**Document passage**:
^^^^^^^^^^^^^^^^

# Recurrent Neural Networks: From Sine Waves to Shakespeare

This tutorial explores Recurrent Neural Networks (RNNs) using **blox** and **Distrax**.

We will cover two probabilistic modeling tasks:
1.  **Regression**: Modeling a noisy sine wave using a Gaussian distribution.
2.  **Generation**: Modeling character sequences (Shakespeare) using a Categorical distribution.

In [None]:
!pip install -q jax-blox optax matplotlib distrax

In [None]:
import os

import blox as bx
import distrax
import jax
import jax.numpy as jnp
import matplotlib.pyplot as plt
import numpy as np
import optax
import requests

## Part 1: Modeling a Sine Wave (Regression)

In [None]:
def generate_sine_data(batch_size, seq_len):
  """Generates sine waves with random phases."""
  # Random phases for each batch element.

^^^^^^^^^^^^^^^^

**Data listing**:
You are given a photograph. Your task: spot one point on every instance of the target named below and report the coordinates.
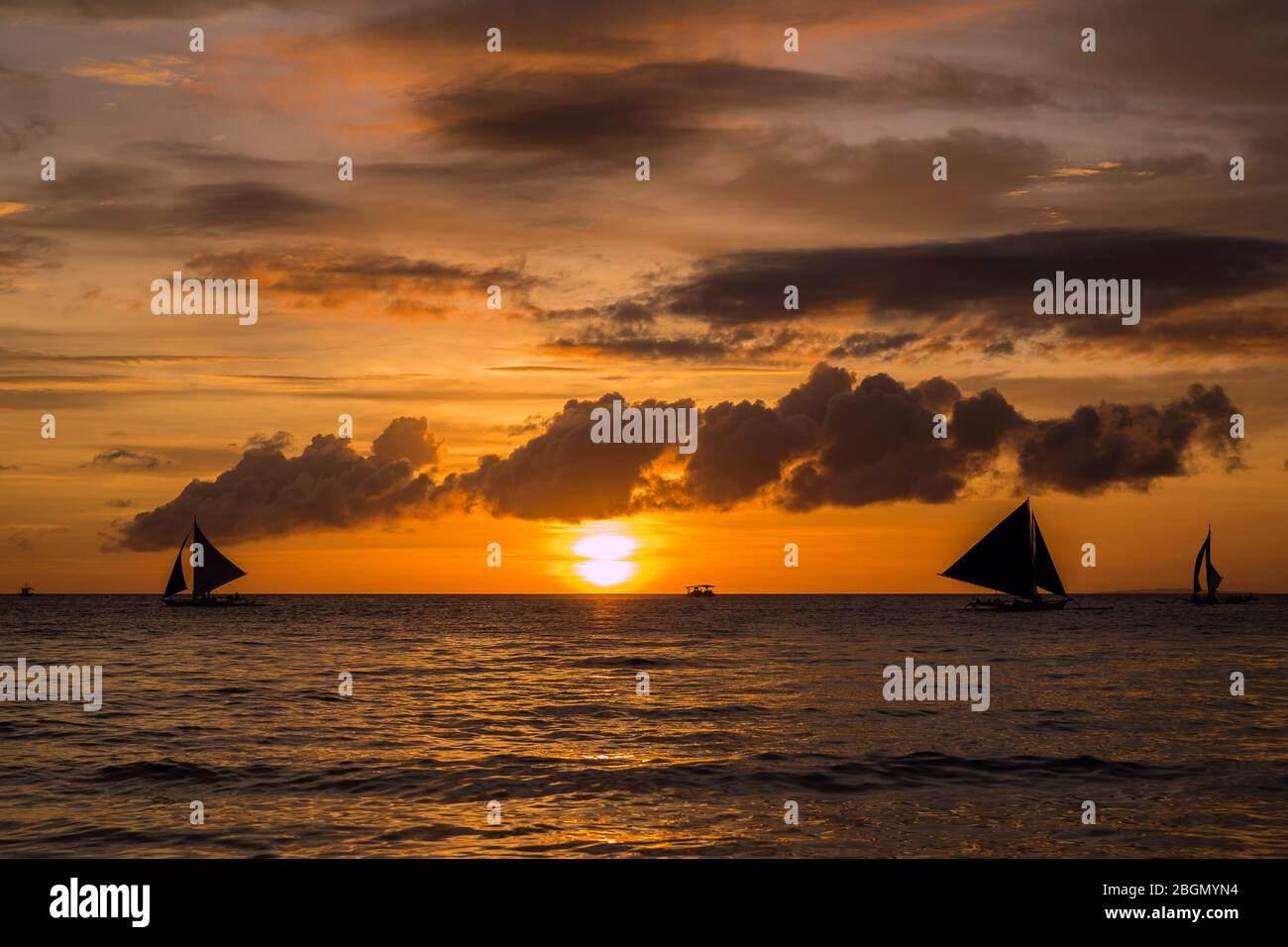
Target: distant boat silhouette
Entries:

^^^^^^^^^^^^^^^^

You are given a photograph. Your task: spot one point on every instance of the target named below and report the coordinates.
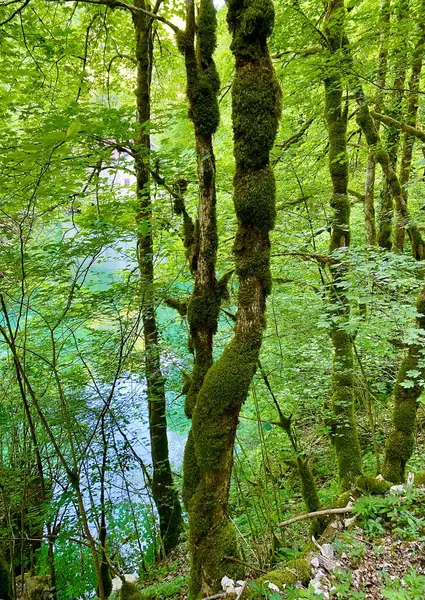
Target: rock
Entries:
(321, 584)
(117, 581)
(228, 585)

^^^^^^^^^^^^^^^^

Edit the RNN tutorial from "## Part 1: Modeling" down to "each batch element." by replacing every "phases" with "offsets", and write out that whole passage.

**Full answer**:
## Part 1: Modeling a Sine Wave (Regression)

In [None]:
def generate_sine_data(batch_size, seq_len):
  """Generates sine waves with random offsets."""
  # Random offsets for each batch element.